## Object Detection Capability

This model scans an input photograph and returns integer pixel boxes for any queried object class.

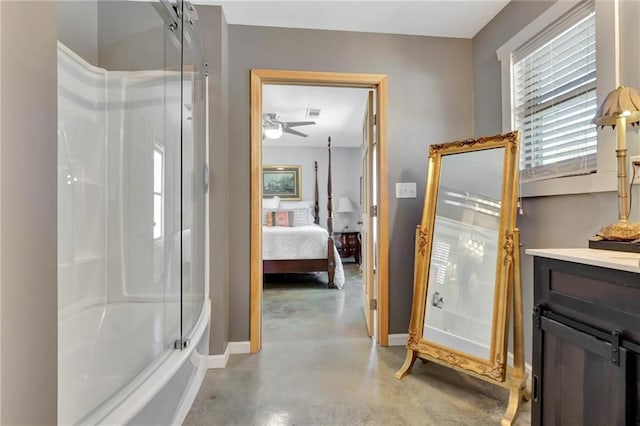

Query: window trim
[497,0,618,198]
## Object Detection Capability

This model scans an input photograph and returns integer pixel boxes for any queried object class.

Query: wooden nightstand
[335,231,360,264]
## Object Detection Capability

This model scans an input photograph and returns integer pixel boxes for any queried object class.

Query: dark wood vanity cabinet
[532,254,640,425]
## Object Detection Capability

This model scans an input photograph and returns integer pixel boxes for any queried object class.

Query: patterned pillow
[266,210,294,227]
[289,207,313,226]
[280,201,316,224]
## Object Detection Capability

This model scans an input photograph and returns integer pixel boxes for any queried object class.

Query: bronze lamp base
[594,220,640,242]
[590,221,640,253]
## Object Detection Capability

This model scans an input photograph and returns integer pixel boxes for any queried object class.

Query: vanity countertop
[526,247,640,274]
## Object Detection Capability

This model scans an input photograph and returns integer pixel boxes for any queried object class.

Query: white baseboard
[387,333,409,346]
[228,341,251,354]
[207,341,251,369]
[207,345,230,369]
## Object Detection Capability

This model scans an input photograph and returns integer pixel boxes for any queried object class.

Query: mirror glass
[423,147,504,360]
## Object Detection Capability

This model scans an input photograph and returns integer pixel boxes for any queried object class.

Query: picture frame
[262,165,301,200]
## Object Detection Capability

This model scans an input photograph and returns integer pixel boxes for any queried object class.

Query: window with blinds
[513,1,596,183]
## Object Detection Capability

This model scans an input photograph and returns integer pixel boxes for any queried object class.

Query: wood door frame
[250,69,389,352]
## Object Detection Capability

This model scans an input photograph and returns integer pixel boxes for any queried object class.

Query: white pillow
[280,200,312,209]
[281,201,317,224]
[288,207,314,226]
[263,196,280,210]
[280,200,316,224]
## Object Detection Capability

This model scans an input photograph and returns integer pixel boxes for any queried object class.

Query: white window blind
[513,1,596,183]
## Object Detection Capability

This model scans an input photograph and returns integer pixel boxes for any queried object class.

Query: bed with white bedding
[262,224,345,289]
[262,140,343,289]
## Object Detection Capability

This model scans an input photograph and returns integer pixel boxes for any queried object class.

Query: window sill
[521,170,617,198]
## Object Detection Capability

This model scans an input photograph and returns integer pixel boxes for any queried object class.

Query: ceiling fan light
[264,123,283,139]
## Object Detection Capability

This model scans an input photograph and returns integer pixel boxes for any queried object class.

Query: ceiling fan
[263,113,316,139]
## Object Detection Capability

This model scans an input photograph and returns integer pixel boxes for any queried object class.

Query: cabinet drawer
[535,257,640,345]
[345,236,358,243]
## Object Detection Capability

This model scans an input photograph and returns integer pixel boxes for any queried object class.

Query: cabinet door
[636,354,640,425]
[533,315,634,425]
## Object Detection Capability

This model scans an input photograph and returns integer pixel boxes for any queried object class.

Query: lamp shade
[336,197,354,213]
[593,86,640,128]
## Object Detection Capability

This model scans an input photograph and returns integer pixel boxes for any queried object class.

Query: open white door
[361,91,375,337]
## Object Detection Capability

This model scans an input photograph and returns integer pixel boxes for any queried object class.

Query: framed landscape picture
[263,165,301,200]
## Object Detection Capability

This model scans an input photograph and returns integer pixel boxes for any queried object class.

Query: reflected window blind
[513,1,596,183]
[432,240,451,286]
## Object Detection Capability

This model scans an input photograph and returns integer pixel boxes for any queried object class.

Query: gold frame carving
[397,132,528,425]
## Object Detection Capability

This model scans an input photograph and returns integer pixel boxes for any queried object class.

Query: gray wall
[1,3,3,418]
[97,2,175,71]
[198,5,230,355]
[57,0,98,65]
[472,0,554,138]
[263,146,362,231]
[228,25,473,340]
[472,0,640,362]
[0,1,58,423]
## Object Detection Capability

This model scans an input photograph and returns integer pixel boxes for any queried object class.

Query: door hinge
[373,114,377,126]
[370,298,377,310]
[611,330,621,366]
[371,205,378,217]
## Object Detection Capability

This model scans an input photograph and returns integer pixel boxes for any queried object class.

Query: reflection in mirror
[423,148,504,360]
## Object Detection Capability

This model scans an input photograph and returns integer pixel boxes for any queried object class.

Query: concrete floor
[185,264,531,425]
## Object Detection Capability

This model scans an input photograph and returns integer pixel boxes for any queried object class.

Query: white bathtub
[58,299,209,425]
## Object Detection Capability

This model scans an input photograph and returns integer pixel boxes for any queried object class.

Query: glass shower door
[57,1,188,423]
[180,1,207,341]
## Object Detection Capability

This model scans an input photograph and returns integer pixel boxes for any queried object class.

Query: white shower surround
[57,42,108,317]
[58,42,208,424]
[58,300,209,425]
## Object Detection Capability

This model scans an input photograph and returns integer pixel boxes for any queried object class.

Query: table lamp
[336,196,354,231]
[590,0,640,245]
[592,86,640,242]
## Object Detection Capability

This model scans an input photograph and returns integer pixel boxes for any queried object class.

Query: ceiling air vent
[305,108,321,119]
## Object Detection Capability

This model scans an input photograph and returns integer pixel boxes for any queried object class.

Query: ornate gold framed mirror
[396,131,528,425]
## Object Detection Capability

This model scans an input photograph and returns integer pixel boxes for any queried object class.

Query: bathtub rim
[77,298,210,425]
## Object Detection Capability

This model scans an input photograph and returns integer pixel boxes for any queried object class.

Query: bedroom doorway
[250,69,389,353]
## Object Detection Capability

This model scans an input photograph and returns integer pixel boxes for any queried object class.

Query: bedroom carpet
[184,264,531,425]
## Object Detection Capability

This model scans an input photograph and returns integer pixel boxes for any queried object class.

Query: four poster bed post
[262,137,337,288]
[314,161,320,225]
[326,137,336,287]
------------------------------------------------------------
- [What the task requires] From the first line to the last, set down the records exactly, leaving out images.

- [Output of the task]
## Object Detection Capability

This model scans an input photograph and returns integer pixel boxes for any queried object class.


Query: window trim
[497,0,618,198]
## Object Detection Capability

This model scans an input photograph and returns integer pixel boxes for any queried object class.

Query: wooden nightstand
[335,231,360,264]
## Object Detection Capability

This model scans an input photograph and returns integer pixel boxes for any queried object class.

Query: dark wood vanity cabinet
[532,254,640,425]
## Object Detection Capability

This model scans an input photograph and returns integer pixel boxes for any queried object class.

Query: patterned pillow
[266,210,294,227]
[289,207,313,226]
[280,201,316,224]
## Object Detection Capability

This model scans an input photograph and returns integer pixel boxes for any queried object class.

Query: bronze lamp base
[594,220,640,242]
[590,221,640,253]
## Object Detection Capability

This model scans an input photograph and returns integer pixel boxes for any queried object class.

Query: vanity countertop
[526,247,640,274]
## Object Detection Capability

This model scans an input photograph and returns integer pixel boxes for any queried object class.

Query: white baseboard
[387,333,409,346]
[228,341,251,354]
[207,341,251,369]
[207,345,230,369]
## Object Detection Capability

This model scans an input photograph and returns integer pixel boxes for any queried object class.

Query: mirror glass
[423,147,504,360]
## Object Detection Capability

This model scans an input photograph and returns integer pixel boxes for any queried object class.

Query: picture frame
[262,165,301,200]
## Object Detection Capability

This model scans an input photograph and returns integer pixel boxes for any queried object class.

Query: window with blinds
[513,1,596,183]
## Object Detection Capability

This model scans an input photograph and returns integer pixel boxes for any queried object class.

Query: wood door frame
[250,69,389,352]
## Object Detection Capability

This model scans an input photograph and returns integer pixel boxes for any queried object class.

Query: white pillow
[280,200,312,209]
[281,201,317,224]
[288,207,314,226]
[263,196,280,210]
[280,200,316,224]
## Object Detection Capability

This model scans an input photograph and returns integer pixel boxes for any queried object class.

Query: white window blind
[513,1,596,183]
## Object Detection Capability

This model scans an input photograph and returns integer pixel boxes for any queried object class.

Query: bed with white bedding
[262,224,345,289]
[262,140,343,289]
## Object Detection Capability

This model scans an input photograph and returns integer pixel boxes for any queried object class.

Query: window sill
[521,170,617,198]
## Object Detection Capability

This model scans an input photograph and returns integer pixel boxes for any queried object class.

Query: ceiling fan light
[264,123,283,139]
## Object Detection Capability

This model scans an input photograph and returns integer pixel boxes for any queried object class.

Query: ceiling fan
[263,113,316,139]
## Object Detection Capability

This model scans an input photograph and returns integer pixel boxes for any queried object class.

Query: cabinet drawer
[535,257,640,345]
[345,236,358,243]
## Object Detection Capability

This model scans an input photograph and returns integer pixel boxes for any queried object class.

Query: cabinet door
[636,354,640,425]
[533,315,634,425]
## Object Detection Capability

This model scans an input photograph and returns integer pixel boxes for any queried object class.

Query: lamp shade
[336,197,354,213]
[593,86,640,128]
## Object Detection Capability

This model scans an input photograph and returns integer pixel boxes for any queried object class.

Query: open white door
[361,91,375,337]
## Object Detection Capability

This model scans an input photograph and returns integer pixel boxes for any queried object class.

Query: framed landscape picture
[263,165,301,200]
## Object Detection Capability

This model scans an input photograph and returns integer pixel boxes for any queried object class.

Query: reflected window blind
[513,1,596,183]
[432,240,451,286]
## Object Detection Capability

This model scans an input photograph and returns integer pixel boxes for any queried object class.

Query: gold frame carving
[397,132,528,425]
## Object Detection Capability

This model scans an input photograph and returns integer pixel boxes for any queried object class.

Query: gray wall
[1,3,3,418]
[97,2,175,71]
[198,5,230,355]
[57,0,98,65]
[472,0,554,138]
[263,146,362,231]
[228,25,473,340]
[472,0,640,362]
[0,1,58,423]
## Object Detection Capability

This model scans an input photograph and returns integer pixel boxes for any queried object class.

Query: door hinge
[373,114,377,126]
[370,298,377,310]
[611,330,621,366]
[371,205,378,217]
## Object Detection Capability

This model scans an input photograph and returns integer pixel boxes for any queried object class.

Query: reflection in mirror
[423,148,504,360]
## Object Detection Capability

This model scans an input photograph and returns integer pixel boxes for any queried object class.

Query: concrete floor
[185,264,531,425]
## Object Detection Capability

This model scans an input photograph and returns integer pixel boxes for any queried object class.

Query: white bathtub
[58,299,209,425]
## Object Detection Capability

This model scans an input photograph and returns integer pixel boxes for any queried object class.

Query: glass shower door
[57,1,188,423]
[180,1,207,341]
## Object Detection Capability

This model scans an input photograph and returns integer pixel boxes for any queried object class.

Query: white shower surround
[57,42,108,317]
[58,42,208,424]
[58,300,209,425]
## Object Detection Capability

This model scans an input photograph and returns integer pixel boxes for any queried object class.

Query: table lamp
[336,196,354,231]
[590,0,640,245]
[592,86,640,242]
## Object Detection Capability

This model scans an input photograph and returns integer pixel boxes for any queried object class.

Query: ceiling air vent
[305,108,321,119]
## Object Detection Capability

This model scans an input photograph and returns integer pixel boxes for any queried object class.

Query: ornate gold framed mirror
[396,131,528,425]
## Object Detection Capability

This model scans an input photograph and returns integer pixel boxes for any queried object class.

Query: bathtub rim
[77,298,210,425]
## Object Detection Capability

This model scans an input photograph and returns integer pixel boxes for any queried object class.

Query: bedroom doorway
[250,69,389,353]
## Object Detection Capability

This model scans an input photograph and returns integer pixel boxes for any queried object class.

Query: bedroom carpet
[184,264,531,425]
## Object Detection Capability

This model scans an input photograph and returns integer pixel boxes for any queried object class.

Query: four poster bed post
[262,137,337,288]
[314,161,320,225]
[326,137,336,287]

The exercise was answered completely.